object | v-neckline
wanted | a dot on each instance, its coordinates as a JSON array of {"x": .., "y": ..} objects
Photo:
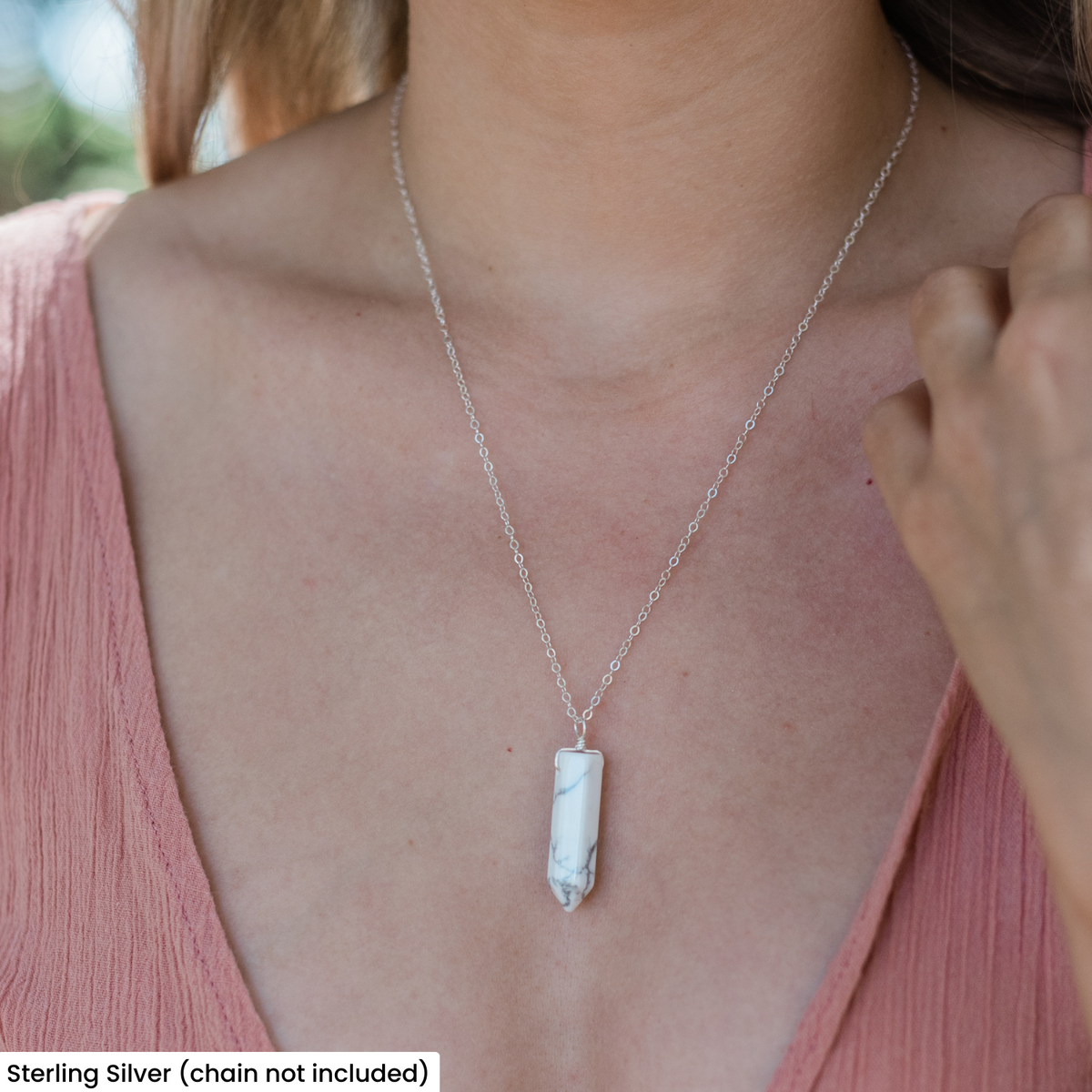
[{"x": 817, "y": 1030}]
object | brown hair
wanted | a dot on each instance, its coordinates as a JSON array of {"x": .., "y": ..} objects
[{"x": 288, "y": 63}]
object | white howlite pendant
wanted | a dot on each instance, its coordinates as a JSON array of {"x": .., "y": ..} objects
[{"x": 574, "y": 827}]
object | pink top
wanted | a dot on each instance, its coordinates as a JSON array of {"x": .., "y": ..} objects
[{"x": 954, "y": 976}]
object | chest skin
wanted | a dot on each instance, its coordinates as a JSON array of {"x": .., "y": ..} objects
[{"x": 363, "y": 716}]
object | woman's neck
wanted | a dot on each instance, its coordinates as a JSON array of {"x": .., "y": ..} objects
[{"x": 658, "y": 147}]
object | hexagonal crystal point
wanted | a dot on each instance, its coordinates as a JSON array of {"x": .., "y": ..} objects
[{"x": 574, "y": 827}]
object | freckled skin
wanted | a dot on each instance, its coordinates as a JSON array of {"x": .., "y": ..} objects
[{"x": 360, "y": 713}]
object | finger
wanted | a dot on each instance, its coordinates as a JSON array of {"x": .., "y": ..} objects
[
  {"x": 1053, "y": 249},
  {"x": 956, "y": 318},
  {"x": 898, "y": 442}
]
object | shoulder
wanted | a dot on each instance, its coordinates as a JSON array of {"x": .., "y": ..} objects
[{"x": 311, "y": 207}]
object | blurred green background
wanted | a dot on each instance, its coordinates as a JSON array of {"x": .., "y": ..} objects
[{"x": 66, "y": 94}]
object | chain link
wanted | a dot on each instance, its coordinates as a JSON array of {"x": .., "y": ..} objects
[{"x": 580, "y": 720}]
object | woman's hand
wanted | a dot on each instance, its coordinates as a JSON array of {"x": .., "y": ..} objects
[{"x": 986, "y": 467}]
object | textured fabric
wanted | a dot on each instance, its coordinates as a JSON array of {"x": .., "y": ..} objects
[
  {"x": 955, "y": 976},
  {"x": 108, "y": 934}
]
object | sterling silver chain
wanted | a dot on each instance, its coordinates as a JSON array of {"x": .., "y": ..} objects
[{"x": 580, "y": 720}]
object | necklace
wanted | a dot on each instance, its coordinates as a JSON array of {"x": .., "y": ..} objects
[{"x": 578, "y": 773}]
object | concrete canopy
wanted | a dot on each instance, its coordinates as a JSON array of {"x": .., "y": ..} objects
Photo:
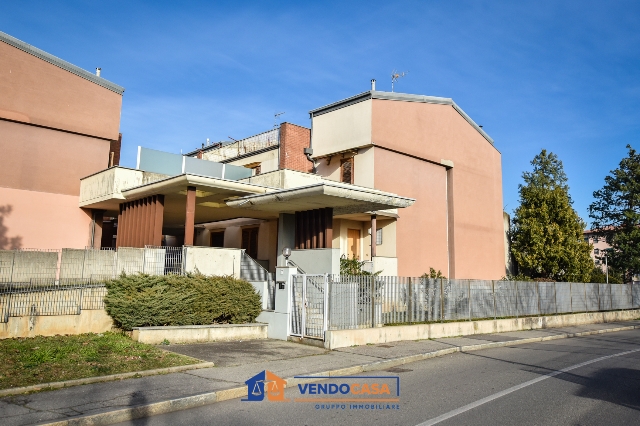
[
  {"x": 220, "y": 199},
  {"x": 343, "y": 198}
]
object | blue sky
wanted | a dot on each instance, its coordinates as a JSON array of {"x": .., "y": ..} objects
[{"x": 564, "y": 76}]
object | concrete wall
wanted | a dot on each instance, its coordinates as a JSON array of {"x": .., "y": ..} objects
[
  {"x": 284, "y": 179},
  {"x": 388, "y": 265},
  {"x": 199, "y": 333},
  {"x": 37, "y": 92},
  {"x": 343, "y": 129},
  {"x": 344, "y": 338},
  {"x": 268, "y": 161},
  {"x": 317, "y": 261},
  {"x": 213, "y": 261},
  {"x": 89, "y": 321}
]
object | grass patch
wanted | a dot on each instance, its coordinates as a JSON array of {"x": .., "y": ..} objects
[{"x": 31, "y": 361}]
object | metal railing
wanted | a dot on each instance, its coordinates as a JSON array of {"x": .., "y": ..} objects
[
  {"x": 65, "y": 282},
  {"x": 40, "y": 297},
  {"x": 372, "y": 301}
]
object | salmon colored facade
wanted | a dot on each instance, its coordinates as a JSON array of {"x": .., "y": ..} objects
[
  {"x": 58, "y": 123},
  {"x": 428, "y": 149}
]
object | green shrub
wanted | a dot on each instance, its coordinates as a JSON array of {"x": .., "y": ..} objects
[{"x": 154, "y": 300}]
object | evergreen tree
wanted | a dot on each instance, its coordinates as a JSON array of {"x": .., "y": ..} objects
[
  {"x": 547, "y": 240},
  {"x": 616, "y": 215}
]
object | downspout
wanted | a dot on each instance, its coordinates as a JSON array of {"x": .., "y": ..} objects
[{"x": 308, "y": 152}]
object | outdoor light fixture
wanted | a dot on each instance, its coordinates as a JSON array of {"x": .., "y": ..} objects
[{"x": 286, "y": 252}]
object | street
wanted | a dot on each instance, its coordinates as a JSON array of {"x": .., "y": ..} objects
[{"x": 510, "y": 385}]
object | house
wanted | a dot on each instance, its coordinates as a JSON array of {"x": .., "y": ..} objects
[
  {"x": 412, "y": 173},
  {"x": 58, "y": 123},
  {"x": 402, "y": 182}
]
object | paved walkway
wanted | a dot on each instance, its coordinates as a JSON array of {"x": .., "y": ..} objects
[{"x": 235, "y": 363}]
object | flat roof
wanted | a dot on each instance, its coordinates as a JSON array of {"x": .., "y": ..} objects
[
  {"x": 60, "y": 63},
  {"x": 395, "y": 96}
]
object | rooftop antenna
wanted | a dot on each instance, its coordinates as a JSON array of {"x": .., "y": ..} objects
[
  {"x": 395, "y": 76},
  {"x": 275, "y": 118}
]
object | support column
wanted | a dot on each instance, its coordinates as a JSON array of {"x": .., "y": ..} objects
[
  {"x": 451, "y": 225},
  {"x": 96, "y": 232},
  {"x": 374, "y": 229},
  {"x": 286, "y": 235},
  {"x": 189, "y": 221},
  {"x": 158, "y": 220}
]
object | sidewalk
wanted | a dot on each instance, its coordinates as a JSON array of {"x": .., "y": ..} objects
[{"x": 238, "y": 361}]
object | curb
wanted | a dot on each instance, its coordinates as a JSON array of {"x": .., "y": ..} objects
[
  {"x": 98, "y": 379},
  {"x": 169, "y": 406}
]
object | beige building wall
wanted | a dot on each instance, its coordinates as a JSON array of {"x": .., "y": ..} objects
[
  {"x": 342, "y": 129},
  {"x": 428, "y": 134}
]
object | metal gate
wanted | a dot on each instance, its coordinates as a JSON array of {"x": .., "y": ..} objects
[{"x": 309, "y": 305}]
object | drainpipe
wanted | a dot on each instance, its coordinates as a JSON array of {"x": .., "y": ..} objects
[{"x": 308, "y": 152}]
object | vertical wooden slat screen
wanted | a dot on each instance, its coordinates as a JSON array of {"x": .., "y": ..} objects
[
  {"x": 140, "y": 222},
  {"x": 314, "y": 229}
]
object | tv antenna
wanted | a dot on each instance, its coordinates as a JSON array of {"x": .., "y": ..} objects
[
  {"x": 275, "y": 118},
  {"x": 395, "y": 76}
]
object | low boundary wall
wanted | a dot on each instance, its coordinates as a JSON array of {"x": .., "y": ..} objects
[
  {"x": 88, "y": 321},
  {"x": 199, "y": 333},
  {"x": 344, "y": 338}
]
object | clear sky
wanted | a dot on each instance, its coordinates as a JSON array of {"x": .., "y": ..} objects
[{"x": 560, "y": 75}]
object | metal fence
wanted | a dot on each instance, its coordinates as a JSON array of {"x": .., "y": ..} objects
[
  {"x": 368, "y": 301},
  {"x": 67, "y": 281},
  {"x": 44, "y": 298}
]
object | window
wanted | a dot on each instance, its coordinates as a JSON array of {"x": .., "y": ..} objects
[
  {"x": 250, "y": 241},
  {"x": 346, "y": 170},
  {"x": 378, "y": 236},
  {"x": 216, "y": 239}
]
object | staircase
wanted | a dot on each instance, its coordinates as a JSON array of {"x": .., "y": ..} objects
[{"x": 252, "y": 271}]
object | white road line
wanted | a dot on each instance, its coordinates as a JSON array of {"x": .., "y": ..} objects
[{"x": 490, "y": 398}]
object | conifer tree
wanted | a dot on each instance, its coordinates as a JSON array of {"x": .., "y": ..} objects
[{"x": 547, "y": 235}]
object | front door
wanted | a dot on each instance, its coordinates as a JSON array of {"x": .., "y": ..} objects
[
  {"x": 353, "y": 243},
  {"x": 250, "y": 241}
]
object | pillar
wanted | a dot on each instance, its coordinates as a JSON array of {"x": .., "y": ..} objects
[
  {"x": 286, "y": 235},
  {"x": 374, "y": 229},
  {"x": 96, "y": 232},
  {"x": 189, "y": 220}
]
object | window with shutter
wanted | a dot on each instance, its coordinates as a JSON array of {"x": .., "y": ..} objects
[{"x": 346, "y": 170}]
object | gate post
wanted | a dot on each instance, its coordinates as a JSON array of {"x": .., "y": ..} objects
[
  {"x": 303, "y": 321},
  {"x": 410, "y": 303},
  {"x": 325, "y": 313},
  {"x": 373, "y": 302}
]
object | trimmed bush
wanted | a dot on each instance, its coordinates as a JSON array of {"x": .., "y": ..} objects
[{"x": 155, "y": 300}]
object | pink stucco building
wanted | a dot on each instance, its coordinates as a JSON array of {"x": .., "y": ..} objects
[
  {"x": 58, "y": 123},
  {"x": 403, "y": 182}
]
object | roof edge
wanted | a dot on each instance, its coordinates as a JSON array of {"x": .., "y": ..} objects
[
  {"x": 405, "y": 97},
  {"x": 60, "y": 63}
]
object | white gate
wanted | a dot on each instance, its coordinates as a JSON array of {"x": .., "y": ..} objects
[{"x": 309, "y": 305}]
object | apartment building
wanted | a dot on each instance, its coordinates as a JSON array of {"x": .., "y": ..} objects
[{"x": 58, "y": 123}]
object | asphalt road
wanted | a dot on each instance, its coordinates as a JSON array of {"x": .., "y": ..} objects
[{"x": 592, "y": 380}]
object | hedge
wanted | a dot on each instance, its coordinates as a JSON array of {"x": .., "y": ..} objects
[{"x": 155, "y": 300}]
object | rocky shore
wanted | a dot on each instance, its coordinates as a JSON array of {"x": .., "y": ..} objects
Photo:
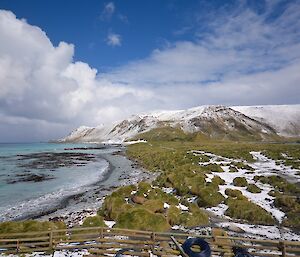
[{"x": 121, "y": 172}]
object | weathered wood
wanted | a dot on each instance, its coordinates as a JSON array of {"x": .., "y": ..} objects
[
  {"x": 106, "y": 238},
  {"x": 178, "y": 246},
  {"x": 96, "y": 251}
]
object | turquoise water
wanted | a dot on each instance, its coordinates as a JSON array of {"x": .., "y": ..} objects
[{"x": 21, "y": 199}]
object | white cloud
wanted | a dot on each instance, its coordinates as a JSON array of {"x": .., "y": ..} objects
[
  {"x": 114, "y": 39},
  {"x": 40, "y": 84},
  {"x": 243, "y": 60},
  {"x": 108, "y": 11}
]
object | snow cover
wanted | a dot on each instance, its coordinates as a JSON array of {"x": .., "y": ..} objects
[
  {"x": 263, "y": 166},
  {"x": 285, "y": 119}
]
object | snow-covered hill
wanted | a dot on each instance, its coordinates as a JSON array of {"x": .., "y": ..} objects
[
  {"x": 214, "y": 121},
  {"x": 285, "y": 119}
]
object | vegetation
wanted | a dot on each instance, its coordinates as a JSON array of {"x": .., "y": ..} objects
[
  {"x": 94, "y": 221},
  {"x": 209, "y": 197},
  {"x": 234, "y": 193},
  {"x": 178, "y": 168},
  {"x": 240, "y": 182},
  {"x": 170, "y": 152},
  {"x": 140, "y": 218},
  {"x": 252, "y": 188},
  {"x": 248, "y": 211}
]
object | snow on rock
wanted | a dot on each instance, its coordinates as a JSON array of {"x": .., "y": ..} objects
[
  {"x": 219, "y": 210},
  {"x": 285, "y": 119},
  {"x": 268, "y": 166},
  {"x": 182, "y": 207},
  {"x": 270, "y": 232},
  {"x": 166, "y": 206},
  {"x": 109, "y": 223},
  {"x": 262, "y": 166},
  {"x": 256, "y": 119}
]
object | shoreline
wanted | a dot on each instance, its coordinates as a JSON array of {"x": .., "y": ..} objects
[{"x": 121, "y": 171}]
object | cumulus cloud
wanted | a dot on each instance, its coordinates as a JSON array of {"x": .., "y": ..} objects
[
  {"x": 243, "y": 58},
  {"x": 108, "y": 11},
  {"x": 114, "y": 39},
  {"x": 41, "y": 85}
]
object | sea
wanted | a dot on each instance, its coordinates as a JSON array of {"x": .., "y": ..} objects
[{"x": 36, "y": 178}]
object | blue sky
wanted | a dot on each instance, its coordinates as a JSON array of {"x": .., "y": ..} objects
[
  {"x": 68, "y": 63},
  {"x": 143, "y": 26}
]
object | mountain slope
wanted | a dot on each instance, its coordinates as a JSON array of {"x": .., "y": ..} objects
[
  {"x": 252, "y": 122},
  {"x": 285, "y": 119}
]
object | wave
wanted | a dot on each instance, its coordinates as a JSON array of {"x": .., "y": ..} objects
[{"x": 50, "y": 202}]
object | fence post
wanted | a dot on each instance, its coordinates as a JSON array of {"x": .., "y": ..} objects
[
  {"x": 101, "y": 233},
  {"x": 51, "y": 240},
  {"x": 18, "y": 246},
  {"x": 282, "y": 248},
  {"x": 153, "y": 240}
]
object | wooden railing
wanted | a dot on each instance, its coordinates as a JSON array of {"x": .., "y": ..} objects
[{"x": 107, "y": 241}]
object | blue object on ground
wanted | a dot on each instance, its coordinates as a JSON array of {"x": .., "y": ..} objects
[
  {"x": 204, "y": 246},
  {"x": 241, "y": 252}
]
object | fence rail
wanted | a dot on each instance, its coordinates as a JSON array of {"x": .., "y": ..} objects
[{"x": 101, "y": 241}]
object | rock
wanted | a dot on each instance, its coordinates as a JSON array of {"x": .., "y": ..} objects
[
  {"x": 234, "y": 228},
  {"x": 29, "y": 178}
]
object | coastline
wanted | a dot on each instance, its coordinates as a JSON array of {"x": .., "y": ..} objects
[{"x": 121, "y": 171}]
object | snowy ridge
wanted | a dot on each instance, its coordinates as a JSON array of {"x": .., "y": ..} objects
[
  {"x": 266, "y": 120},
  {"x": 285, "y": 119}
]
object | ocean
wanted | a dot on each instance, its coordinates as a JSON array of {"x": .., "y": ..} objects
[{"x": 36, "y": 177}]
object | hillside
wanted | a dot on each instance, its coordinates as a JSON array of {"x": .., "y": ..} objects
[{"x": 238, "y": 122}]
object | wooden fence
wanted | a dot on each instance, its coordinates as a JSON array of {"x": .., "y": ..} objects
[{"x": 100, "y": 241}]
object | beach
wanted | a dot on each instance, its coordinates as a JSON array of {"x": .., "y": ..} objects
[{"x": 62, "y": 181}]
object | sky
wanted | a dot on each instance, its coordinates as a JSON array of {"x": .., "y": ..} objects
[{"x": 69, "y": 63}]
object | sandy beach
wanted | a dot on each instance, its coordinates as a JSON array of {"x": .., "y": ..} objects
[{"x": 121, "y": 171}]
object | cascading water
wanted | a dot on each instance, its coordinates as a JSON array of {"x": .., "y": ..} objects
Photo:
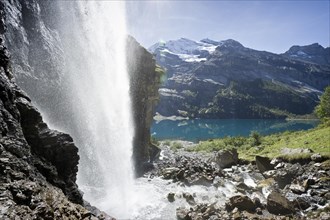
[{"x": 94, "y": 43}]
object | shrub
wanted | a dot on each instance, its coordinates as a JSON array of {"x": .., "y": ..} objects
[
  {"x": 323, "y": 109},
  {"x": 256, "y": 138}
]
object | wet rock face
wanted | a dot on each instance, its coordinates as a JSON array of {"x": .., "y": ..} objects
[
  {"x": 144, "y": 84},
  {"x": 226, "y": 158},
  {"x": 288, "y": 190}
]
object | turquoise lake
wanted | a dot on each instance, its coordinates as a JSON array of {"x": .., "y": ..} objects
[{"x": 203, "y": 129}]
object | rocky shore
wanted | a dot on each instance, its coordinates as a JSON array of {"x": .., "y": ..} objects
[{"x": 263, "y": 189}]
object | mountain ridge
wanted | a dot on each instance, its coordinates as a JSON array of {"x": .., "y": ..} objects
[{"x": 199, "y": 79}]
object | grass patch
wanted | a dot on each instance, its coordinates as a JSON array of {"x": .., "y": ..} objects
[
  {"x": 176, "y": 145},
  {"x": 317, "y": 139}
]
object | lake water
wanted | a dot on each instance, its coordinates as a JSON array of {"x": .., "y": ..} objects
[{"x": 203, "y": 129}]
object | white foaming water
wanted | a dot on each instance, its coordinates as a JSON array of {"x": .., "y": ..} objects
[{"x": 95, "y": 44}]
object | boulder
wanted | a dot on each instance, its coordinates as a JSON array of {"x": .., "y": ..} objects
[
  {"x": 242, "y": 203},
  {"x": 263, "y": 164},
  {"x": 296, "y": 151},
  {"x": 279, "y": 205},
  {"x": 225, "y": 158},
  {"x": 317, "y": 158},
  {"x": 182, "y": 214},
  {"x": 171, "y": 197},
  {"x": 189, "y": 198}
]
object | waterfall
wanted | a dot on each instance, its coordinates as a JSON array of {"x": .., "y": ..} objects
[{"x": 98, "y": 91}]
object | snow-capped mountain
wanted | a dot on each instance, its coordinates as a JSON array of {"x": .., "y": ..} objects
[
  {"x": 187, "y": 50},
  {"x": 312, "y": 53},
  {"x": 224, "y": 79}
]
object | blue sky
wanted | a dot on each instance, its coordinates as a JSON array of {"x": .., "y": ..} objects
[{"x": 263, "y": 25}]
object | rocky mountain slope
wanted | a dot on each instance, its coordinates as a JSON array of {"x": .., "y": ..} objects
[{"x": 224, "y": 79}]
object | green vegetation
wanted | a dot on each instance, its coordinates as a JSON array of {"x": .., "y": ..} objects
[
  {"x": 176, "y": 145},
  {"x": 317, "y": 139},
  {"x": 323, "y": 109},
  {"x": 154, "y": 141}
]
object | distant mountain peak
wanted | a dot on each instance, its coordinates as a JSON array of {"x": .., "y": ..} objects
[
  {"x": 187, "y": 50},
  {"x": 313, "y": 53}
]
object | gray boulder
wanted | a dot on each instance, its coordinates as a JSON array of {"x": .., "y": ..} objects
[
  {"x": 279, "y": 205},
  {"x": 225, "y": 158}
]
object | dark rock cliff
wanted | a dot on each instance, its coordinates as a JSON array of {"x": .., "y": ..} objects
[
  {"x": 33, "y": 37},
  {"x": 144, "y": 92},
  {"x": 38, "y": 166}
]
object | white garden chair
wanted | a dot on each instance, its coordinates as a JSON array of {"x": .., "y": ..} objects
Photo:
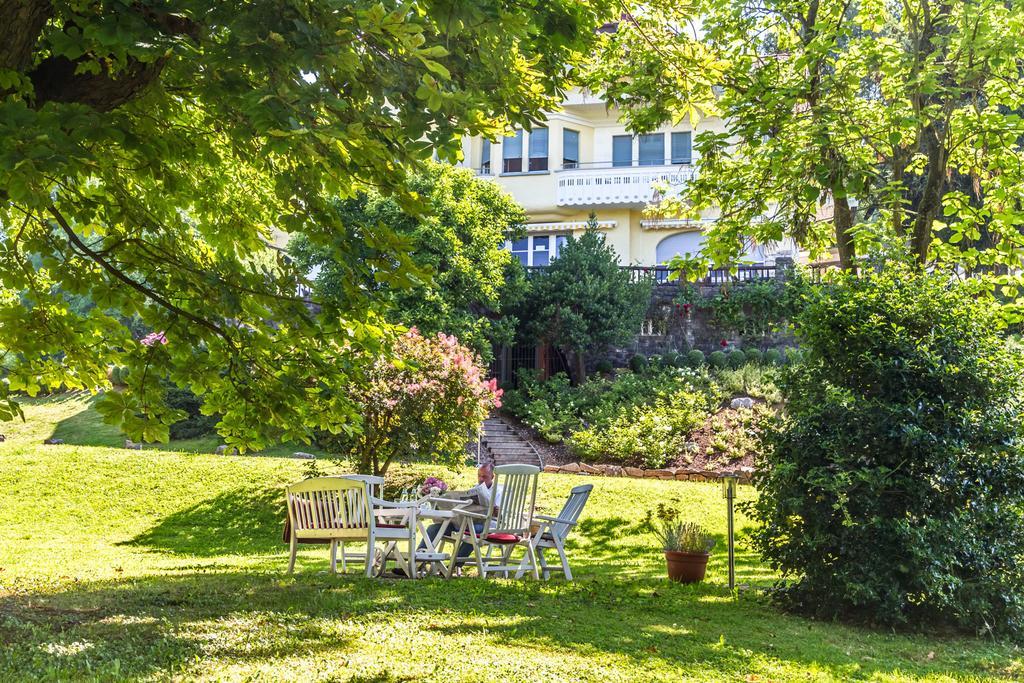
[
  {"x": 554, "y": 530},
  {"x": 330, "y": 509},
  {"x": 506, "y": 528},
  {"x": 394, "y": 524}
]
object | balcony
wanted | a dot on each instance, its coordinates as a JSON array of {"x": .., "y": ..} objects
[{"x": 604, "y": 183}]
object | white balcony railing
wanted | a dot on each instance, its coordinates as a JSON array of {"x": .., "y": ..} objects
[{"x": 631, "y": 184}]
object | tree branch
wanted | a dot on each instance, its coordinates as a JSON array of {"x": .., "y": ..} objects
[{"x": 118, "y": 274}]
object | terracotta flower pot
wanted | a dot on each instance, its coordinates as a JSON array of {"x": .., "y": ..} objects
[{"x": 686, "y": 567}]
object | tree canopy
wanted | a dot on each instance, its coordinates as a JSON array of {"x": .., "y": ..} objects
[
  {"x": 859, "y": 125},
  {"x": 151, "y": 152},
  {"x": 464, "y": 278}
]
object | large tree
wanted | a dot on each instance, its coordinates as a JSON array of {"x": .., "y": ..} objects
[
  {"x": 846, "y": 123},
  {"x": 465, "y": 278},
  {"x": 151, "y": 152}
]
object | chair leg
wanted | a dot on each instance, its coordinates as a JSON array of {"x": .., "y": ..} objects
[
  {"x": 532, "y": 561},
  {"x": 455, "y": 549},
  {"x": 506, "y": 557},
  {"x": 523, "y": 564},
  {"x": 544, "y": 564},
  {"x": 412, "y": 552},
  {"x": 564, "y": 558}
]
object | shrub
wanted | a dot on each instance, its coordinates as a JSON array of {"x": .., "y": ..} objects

--------

_What the task requires_:
Write the lines out verbatim, from the one with "object | large tree" through the last line of the entries, and stop there.

_Expected answer_:
object | large tree
wanted | a dot on each instance, its coordinates as a JSON array of {"x": .., "y": ..} objects
[
  {"x": 846, "y": 123},
  {"x": 465, "y": 278},
  {"x": 151, "y": 152}
]
object | chair leg
wanted | a dot on each instance, its coordinates as a JSON array of {"x": .., "y": ..} objects
[
  {"x": 532, "y": 561},
  {"x": 455, "y": 549},
  {"x": 506, "y": 557},
  {"x": 523, "y": 564},
  {"x": 544, "y": 564},
  {"x": 412, "y": 552},
  {"x": 564, "y": 558}
]
object | shrub
wanted | a dot on each instance, its coordinates as a JSON array of {"x": .., "y": ..} objects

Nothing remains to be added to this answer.